Recopiez toutes les entrées en remplaçant « brick building » par « stone tower », sans rien modifier d'autre. Omettez les images dans votre réponse.
::: DONNÉES PRÉSENTÉES
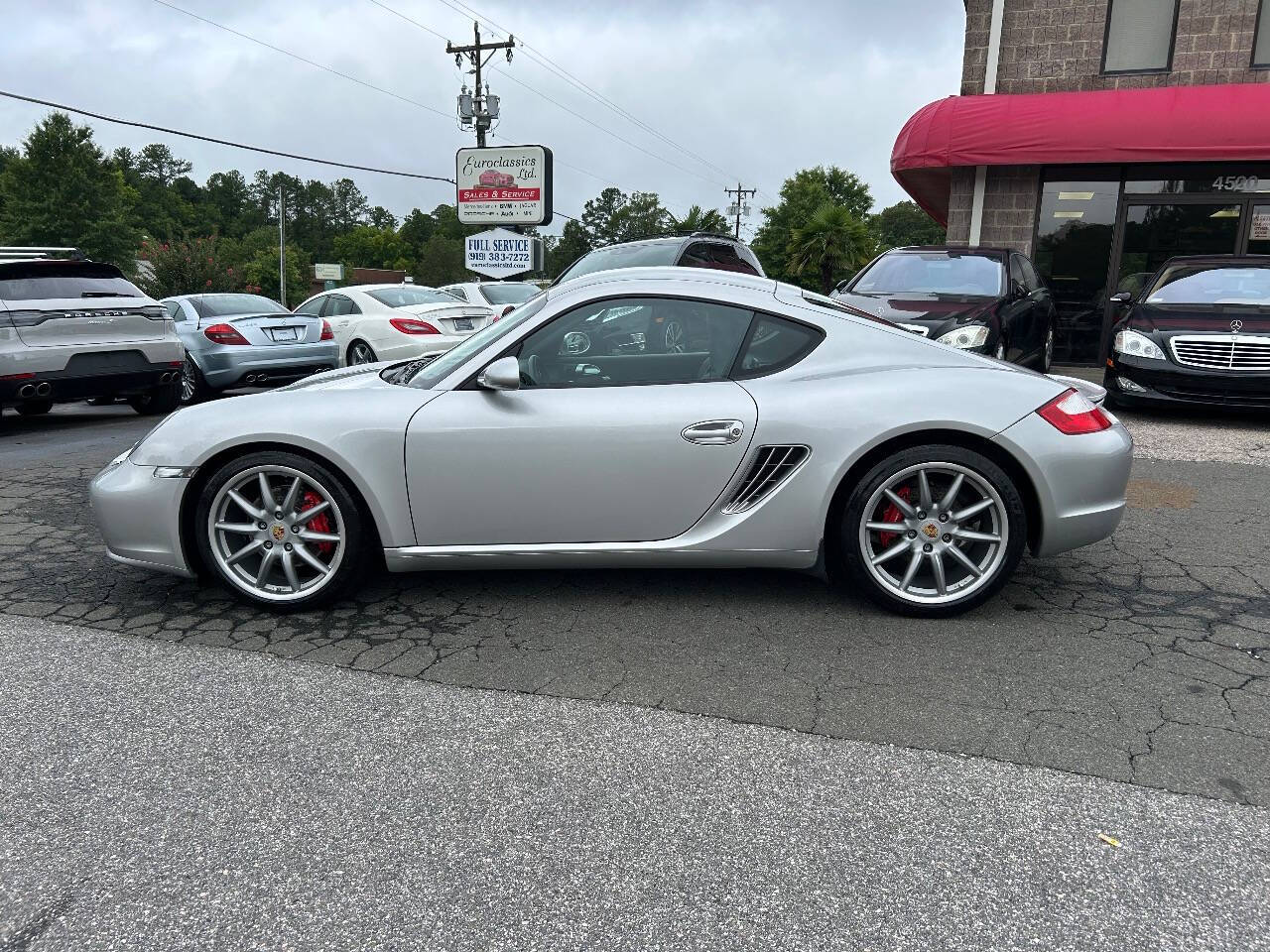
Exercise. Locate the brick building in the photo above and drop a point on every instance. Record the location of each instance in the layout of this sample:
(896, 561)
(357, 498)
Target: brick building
(1101, 137)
::::::
- **CORRIGÉ**
Exercise. Locate the stone tower in the photo above and drop a point on every instance. Record the location of each instance in the layout of this sample:
(896, 561)
(357, 498)
Target: stone tower
(1101, 137)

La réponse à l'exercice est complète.